Stated goal: Could you gather and copy out in full every line of the material below that contains the word "kindly"?

______

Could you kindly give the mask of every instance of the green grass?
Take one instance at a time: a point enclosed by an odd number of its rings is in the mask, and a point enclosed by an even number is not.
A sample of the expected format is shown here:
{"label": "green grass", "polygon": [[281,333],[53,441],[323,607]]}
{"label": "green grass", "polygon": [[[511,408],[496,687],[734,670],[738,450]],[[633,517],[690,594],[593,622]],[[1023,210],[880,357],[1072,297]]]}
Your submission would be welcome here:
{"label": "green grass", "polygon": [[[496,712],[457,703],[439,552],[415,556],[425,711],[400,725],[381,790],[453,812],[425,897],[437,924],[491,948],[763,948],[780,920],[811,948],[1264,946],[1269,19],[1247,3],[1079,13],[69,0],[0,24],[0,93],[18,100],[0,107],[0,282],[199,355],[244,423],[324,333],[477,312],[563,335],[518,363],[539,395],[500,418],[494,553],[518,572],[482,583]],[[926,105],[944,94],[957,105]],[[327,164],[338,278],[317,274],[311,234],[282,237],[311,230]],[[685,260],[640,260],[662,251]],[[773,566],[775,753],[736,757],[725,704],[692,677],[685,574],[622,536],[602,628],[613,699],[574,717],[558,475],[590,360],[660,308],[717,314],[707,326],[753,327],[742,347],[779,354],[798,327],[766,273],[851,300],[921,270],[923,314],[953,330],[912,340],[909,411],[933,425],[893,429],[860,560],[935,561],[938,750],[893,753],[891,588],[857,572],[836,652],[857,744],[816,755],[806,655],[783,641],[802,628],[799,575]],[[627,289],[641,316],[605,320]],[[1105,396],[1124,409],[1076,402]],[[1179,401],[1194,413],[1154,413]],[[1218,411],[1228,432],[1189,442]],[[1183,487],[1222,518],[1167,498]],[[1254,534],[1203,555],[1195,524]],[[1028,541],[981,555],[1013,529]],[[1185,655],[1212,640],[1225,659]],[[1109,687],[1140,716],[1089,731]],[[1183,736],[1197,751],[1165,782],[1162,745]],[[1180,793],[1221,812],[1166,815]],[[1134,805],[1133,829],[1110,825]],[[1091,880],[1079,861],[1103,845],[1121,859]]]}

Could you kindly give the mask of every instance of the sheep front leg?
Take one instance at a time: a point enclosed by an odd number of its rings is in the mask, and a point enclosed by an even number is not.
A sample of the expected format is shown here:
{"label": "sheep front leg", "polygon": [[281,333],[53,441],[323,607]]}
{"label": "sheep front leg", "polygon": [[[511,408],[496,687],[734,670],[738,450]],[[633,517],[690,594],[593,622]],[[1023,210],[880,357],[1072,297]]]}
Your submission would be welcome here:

______

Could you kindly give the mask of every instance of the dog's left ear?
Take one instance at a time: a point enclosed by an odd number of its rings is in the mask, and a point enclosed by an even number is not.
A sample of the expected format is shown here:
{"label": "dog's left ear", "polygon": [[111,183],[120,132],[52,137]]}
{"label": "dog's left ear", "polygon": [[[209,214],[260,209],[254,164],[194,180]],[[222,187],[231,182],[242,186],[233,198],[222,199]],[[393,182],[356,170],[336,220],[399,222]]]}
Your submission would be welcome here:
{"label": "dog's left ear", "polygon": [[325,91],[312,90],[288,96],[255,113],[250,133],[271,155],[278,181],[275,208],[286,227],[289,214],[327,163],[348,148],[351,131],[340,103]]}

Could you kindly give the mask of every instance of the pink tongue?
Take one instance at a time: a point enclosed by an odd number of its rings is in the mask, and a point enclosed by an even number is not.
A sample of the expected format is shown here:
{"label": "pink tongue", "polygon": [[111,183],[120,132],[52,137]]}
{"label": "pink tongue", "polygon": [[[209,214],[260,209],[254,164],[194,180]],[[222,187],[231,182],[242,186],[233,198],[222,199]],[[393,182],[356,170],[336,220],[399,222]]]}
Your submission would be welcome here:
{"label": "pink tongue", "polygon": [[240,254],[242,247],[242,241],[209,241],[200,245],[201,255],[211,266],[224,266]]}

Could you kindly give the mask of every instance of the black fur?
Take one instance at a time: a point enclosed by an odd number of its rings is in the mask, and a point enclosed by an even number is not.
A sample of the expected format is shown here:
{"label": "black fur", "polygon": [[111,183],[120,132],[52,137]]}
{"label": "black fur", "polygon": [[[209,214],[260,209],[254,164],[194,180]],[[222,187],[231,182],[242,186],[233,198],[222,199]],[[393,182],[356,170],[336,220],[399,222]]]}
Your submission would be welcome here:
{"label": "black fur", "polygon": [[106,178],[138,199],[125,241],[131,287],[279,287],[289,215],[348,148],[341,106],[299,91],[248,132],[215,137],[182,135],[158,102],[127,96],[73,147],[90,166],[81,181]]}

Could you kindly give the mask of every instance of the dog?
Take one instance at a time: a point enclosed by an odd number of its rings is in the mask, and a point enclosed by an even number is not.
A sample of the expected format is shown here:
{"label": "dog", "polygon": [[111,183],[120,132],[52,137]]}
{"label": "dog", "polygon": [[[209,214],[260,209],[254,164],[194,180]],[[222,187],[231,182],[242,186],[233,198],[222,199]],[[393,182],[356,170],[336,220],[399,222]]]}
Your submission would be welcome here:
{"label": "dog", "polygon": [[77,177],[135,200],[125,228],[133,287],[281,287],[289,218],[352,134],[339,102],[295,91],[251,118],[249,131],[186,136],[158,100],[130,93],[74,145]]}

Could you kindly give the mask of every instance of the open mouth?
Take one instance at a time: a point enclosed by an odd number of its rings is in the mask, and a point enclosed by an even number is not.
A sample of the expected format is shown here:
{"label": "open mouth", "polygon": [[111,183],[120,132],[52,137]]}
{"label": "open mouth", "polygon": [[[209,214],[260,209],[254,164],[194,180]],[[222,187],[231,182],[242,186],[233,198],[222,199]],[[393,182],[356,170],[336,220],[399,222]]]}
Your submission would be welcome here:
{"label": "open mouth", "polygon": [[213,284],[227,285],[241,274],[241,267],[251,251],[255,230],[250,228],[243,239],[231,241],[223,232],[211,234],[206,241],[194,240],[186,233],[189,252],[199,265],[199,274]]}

______

Exercise answer:
Could you kindly give the mask of every instance of the green grass?
Could you kindly give the mask of every instance of the sheep front leg?
Could you kindly give the mask of every instance of the dog's left ear?
Could you kindly give the mask of every instance of the pink tongue?
Could you kindly give the mask of every instance of the black fur?
Could you kindly give the mask of every instance of the dog?
Could you kindly give the mask of every instance of the open mouth?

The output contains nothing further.